◆ Aim of the exercise: The lines below, beginning at the one that contains "Query: white window frame" and ending at the last, are to be retyped exactly.

◆ Available records:
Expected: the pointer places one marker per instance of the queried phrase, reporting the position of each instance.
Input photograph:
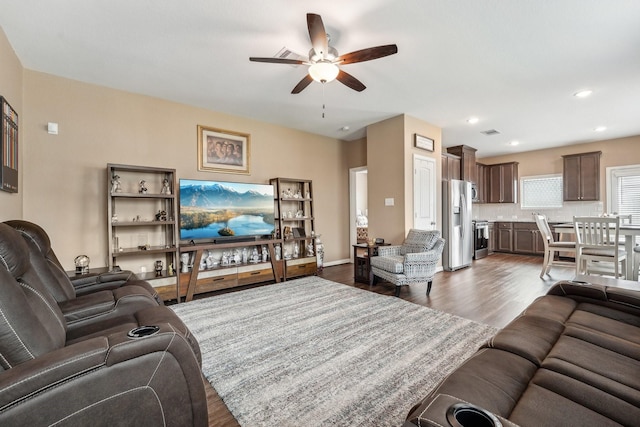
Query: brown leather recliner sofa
(571, 359)
(139, 366)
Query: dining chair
(597, 244)
(636, 262)
(551, 247)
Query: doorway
(424, 192)
(358, 204)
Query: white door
(424, 193)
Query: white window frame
(523, 196)
(612, 175)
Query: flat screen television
(221, 211)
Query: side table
(362, 252)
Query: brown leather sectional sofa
(112, 355)
(571, 359)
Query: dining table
(629, 231)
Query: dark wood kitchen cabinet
(503, 183)
(504, 238)
(467, 161)
(527, 238)
(581, 177)
(492, 238)
(481, 182)
(450, 167)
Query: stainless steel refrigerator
(456, 224)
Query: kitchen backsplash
(513, 212)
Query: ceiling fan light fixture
(324, 72)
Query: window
(623, 191)
(542, 191)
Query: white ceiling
(514, 64)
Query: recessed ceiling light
(583, 93)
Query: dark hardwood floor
(494, 290)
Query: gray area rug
(318, 353)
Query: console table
(362, 252)
(227, 276)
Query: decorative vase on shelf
(319, 252)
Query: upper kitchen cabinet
(502, 183)
(450, 167)
(467, 161)
(481, 183)
(581, 177)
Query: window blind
(544, 191)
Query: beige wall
(415, 126)
(390, 151)
(65, 185)
(11, 89)
(385, 166)
(615, 152)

◆ Response box:
Query: white window frame
(523, 196)
(612, 175)
Query: flat screen television
(221, 211)
Query: side table
(362, 252)
Query: brown leather sectional sofa
(112, 355)
(571, 359)
Query: dining table
(629, 231)
Query: dark wood kitchen cabinet
(503, 183)
(504, 238)
(467, 161)
(527, 238)
(581, 177)
(492, 238)
(481, 182)
(450, 167)
Query: stainless steel refrigerator
(456, 224)
Query: kitchen backsplash
(513, 212)
Query: ceiling fan light fixture
(324, 72)
Query: window
(623, 191)
(542, 191)
Query: white ceiling
(514, 64)
Query: recessed ceiling light
(583, 93)
Query: dark hardwood floor
(494, 290)
Query: gray area rug
(318, 353)
Query: console table
(362, 252)
(227, 276)
Query: decorative vase on shelf
(319, 252)
Query: upper kitchen cabinet
(502, 183)
(450, 167)
(467, 161)
(481, 183)
(581, 177)
Query: window blind
(544, 191)
Query: beige wall
(415, 126)
(390, 151)
(65, 185)
(11, 89)
(385, 166)
(615, 152)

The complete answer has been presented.